- Input data:

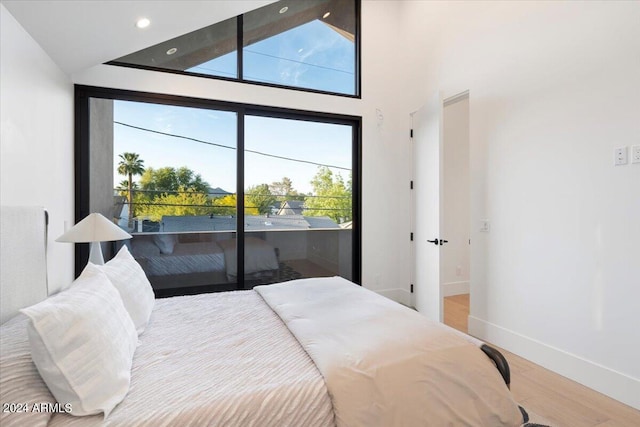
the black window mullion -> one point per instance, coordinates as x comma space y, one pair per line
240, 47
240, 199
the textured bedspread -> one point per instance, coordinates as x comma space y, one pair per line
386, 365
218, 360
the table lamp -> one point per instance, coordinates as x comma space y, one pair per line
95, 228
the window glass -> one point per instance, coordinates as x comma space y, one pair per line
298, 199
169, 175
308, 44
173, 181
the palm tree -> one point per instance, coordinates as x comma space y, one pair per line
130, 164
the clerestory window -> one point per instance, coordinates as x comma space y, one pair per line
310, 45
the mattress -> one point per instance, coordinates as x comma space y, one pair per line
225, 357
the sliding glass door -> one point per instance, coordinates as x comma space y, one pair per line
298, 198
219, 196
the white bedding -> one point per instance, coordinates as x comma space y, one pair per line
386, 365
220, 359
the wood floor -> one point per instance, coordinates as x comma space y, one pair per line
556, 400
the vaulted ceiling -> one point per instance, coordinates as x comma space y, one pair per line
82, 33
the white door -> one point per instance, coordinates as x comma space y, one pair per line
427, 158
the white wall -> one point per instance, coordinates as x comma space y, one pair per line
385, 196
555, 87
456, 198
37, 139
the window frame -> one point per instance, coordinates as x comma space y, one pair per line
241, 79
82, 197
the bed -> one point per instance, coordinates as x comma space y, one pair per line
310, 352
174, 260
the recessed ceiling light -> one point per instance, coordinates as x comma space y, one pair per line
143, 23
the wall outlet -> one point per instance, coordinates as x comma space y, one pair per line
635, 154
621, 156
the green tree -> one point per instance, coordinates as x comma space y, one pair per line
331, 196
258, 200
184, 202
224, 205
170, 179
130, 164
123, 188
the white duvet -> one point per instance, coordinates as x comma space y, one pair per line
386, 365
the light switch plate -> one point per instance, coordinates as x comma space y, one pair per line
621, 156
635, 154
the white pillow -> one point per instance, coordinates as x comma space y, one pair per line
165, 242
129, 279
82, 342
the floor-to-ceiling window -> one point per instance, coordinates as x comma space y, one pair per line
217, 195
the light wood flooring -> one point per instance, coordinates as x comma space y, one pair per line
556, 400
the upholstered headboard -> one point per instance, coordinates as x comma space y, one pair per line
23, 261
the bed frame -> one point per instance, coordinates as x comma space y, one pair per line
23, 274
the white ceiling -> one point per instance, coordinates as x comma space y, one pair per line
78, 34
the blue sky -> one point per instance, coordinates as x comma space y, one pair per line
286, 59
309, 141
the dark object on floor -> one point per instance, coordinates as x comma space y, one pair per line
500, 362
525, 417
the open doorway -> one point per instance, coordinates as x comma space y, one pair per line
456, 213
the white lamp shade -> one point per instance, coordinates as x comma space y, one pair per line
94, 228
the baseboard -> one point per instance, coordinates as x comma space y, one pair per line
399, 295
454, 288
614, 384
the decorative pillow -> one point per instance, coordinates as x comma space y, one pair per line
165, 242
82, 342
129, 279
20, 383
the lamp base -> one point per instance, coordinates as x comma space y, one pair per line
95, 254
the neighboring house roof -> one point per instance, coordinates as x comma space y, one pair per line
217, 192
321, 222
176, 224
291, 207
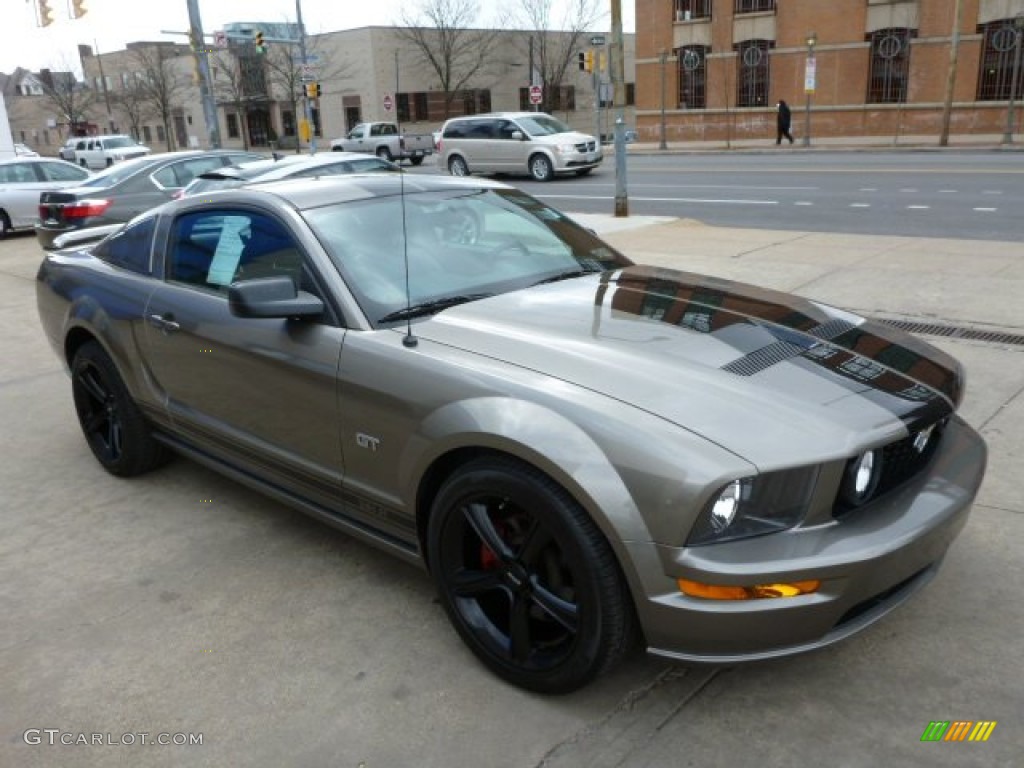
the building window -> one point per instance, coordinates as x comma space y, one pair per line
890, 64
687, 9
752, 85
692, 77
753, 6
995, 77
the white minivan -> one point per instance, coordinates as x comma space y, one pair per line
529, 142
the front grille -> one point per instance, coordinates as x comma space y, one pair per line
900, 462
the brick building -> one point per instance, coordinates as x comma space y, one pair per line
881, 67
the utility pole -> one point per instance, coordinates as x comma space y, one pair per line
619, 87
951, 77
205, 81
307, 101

- Exercise objective:
Move every point by adding 112 to both its x and y coordinates, and write out the entries again from the line that contains "the lamp base" through the end of the entries, keeping each line that names what to mark. Leave the pictures out.

- Exercise output:
the lamp base -> one point per instance, coordinates as x comma space y, one pair per line
207, 366
the neighboring house roof -> one point per instance, coordinates as x comma space y, one pair per line
329, 304
433, 334
288, 336
403, 319
the building window -> one point per instance, coordinates as x comma space y, one pair per line
1002, 176
799, 121
864, 197
804, 189
865, 118
1107, 189
the white minivan -> one point per instance, coordinates as x comma space y, one pair per line
641, 254
the front grille -> one point per instance, coordinates as x comma space y, one pair per line
1012, 574
the brick building -> one point per instance, coordinates as x comma space y, one pair per line
993, 179
the utility pole -> one point per instance, coordinates as x comma space y, one pair per line
731, 199
1063, 189
317, 193
419, 213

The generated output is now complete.